But, in 2012, I was back with ‘O Pária’ (‘The Pariah’). I had a full sketch book reeling with characters, and plot twists, and big ideas for a greater universe of… shapeshifters (does this ring a bell?!?)

Then it came 2013. It was a truly shitty year! My life changed so much during that year, and the ones that followed, and I felt so badly that I really tried to write my NaNo novel but just couldn’t do it. 2013 saw the beginning of ‘Road to Nowhere’ but it fell through the cracks of poor planning and not enough mental space to create this story.

Next NaNo novel came in 2018. ‘At risk’ was also a failed experience. Why I thought I could change day jobs, have a toddler in my hands, and be overwhelmed about it all, and still write a book, I do not know.

‘At Risk’ was my first try at writing a sequel for my self-published book… which didn’t happen.

Moving on to 2020, I was back with the proper drafting in place, plans and projects and all the twists and turns of a new fantasy novel. ‘Fire and Ice’ word count was 54,933 in a universe full of vampires and monsters ready to strike back. I loved writing this book, and I still feel it has so much I can expand upon… so it went straight to the drawer.

2021 saw ‘Os Metamorfos’ aka ‘The Shapeshifters’ come to life. In November of 2021 I wrote my second draft during NaNoWriMo. It was a book imagined, planned, and executed in Portuguese. Word count? 50,412.

2022 saw the biggest change of all. During my first Camp NaNo, in July 2022, I started rewriting ‘The Shapeshifters’ but in English. I went with it and after a not so successful Camp NaNo, due to some health issues, I got all in this project, planned and plotted, and managed to write 77,420 words for this book in this year’s NaNoWriMo.

What did this 12 years writing experience taught me?

🪄I have so much to learn it pains me to think about it. This seems the appropriate lesson to put here first. I need to get my bearings on my schedule, and to define better goals, and to devote myself more to this writerly life.

🪄Fear of showing up trumps all efforts. I have the best intentions in regard to my writing but if I am afraid to show up for my writing practice, there are no efforts that can subsist and produce good outcomes.

🪄Go all in. I have been doing this thing, this dance with my writing, for more than two decades (I am almost too good at waiting!). Deciding to write a book and leaving it unfinished isn’t going all in. Deciding to write as a life choice, path, career, and then refuse to do the work isn’t going all in. Go all in.

🪄Work in small increments every day. Have specific goals, and a major goal, and work myself towards every day completion. This challenge is very good to help us set a writing pace.

🪄I need a lot of prep time. I take, at least, two years until I am ready to write a story. There are a few steps, a few long steps I need to work on before I can write a book (or any story). There’s no jumping ahead or ignoring some parts of this process. Not if I want it to be valid for my learning purposes.

🪄I can work in more than a project at a time. I have been doing it for a long time now. And if I don’t count the time (a few years) when I got my life turned upside down, I am able to see that these ideas kind of lived in a parallel form inside my head. It’s just the physical effort of putting them in paper that has to be separated from each other. I can work in more than a project at a time, I just have to be more organised.

🪄These 12 years helped me see that I am here for the long haul. There was no way I would get back to writing, after some of the sh** I have been through, if stoping entirely was remotely possible.

🪄It has help me define my writing goals, setting boundaries for my writing time, focus on my writing projects, and create a space through which I share my writing journey online (I share a lot in Instagram and Facebook).

-------

*Your instructions:*
Copy the passage about NaNoWriMo above word for word, from "2021 saw ‘Os" to "this year’s NaNoWriMo.".

*Entries shown:*
-------

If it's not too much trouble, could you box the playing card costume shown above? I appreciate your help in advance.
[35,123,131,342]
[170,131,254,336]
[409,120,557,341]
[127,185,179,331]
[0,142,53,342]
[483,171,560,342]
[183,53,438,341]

-------

*Task result:*
2021 saw ‘Os Metamorfos’ aka ‘The Shapeshifters’ come to life. In November of 2021 I wrote my second draft during NaNoWriMo. It was a book imagined, planned, and executed in Portuguese. Word count? 50,412.

2022 saw the biggest change of all. During my first Camp NaNo, in July 2022, I started rewriting ‘The Shapeshifters’ but in English. I went with it and after a not so successful Camp NaNo, due to some health issues, I got all in this project, planned and plotted, and managed to write 77,420 words for this book in this year’s NaNoWriMo.